## [Trecho selecionado]
● ● ● ● ●

As pessoas não estão focando somente no que pode ser encontrado na Netflix ou no Prime Video ou no Globoplay
GAUTIER LEE
Roteirista e diretora
E os consumidores não foram os únicos afetados pelo novo cotidiano imposto pela pandemia. Gautier comenta que a busca por roteiristas vem aumentando durante os meses de isolamento, mas em uma nova rotina:
— Como ainda não é seguro fazer aglomerações em sets de filmagens, há um foco bem grande em escrever novos produtos agora, em salas de roteiro virtuais, para serem gravados no próximo ano. E essas salas virtuais têm fomentado produções no país inteiro, inclusive fora do eixo RJ-SP, pois percebeu-se que é possível trabalhar com pessoas que estão geograficamente distantes.
As perspectivas para o setor, no entanto, não são todas positivas. Gabriel Faccini, que é roteirista, diretor de cena, ator e produtor executivo na Verte Filmes, destaca que, sem apoio dos governantes, é difícil imaginar um futuro positivo para o audiovisual local:
— Infelizmente, nos últimos anos estamos vendo um desmonte deliberado das políticas públicas voltadas para o setor audiovisual. A pandemia só agrava essa situação. Sem um investimento em distribuição, formação de público e também na consolidação de uma indústria do audiovisual, não consigo ver este aumento no consumo se refletindo no consumo específico de conteúdos locais.

● ● ● ● ●

## [Dados fornecidos]
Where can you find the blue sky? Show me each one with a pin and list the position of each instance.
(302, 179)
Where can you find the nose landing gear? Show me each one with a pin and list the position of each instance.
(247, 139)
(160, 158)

● ● ● ● ●

## [Instruções]
(A) Segundo o trecho sobre o audiovisual, em que empresa Gabriel Faccini trabalha?
(B) Liste todas as funções que o trecho sobre o audiovisual atribui a Gabriel Faccini.
(C) No trecho sobre o audiovisual, reescreva em forma de lista o parágrafo que começa com "Como ainda não é seguro", sem deixar de fora os fatos principais.
Os registros são um material à parte e não têm relação com o trecho.

## [Respostas por tarefa]
(A) Na Verte Filmes.

(B)
- Roteirista
- Diretor de cena
- Ator
- Produtor executivo

(C)
- Ainda não é seguro fazer aglomerações em sets de filmagem.
- Por isso, o foco está em escrever novos produtos em salas de roteiro virtuais, para gravação no próximo ano.
- Essas salas virtuais têm estimulado produções no país inteiro, inclusive fora do eixo RJ-SP.
- Isso acontece porque se percebeu que é possível trabalhar com pessoas que estão longe umas das outras.